Copy the lines from the one containing "</instance>" through the one containing "positive clicks: (37, 278)", reproducing them character for character, with both boundary lines included.

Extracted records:
- - - - - - -

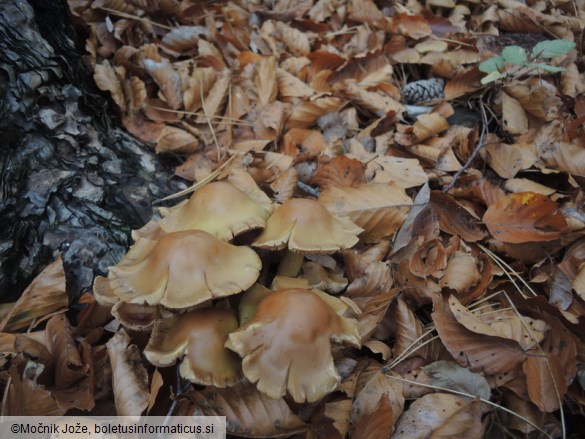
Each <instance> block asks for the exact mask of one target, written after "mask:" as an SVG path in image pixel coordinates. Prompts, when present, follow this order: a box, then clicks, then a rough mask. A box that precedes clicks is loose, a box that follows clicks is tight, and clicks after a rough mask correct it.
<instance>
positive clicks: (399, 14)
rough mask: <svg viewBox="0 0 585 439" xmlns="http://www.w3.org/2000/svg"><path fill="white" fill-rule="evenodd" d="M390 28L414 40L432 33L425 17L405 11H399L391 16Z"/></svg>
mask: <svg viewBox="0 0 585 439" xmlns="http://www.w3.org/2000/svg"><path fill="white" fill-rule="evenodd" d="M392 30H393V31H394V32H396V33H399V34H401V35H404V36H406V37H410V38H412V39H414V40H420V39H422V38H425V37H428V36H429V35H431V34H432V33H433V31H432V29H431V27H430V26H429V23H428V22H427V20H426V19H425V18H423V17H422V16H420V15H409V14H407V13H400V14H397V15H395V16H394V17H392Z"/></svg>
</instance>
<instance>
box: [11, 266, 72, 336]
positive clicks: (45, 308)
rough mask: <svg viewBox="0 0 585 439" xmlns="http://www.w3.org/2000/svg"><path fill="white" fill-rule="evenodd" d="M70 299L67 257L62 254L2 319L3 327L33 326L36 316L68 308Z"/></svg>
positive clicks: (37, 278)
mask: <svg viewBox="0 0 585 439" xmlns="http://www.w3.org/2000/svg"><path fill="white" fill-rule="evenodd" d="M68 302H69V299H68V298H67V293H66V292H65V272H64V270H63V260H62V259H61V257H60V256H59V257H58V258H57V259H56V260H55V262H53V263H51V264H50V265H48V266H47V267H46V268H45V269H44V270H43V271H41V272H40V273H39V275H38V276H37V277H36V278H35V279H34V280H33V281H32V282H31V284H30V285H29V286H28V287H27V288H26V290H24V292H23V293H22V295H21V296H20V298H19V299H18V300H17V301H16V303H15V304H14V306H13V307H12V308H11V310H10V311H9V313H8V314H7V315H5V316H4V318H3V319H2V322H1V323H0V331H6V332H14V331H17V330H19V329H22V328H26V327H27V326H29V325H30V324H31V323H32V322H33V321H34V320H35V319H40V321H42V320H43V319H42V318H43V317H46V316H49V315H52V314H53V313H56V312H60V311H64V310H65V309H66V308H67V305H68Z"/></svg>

- - - - - - -

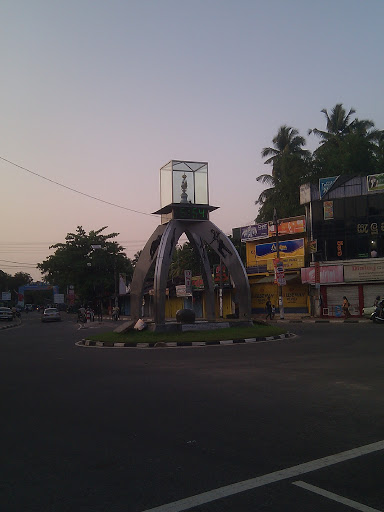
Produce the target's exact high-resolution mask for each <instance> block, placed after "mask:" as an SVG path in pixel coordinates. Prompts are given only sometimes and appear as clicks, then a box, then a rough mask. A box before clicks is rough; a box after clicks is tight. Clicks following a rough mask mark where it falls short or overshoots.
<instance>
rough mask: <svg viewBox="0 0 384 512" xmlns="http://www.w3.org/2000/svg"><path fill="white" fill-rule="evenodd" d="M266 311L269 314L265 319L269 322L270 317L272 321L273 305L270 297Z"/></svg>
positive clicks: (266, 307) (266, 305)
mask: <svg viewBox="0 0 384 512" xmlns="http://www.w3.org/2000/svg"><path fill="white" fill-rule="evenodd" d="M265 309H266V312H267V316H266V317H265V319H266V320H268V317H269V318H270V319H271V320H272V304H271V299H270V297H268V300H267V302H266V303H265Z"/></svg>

- - - - - - -

* **SOLUTION TO THE PROBLEM**
</instance>
<instance>
box: [11, 266, 72, 336]
positive clicks: (45, 308)
rough mask: <svg viewBox="0 0 585 439" xmlns="http://www.w3.org/2000/svg"><path fill="white" fill-rule="evenodd" d="M70 299L67 257L62 254L2 319L3 327L33 326L36 316L68 308Z"/></svg>
positive clicks: (37, 278)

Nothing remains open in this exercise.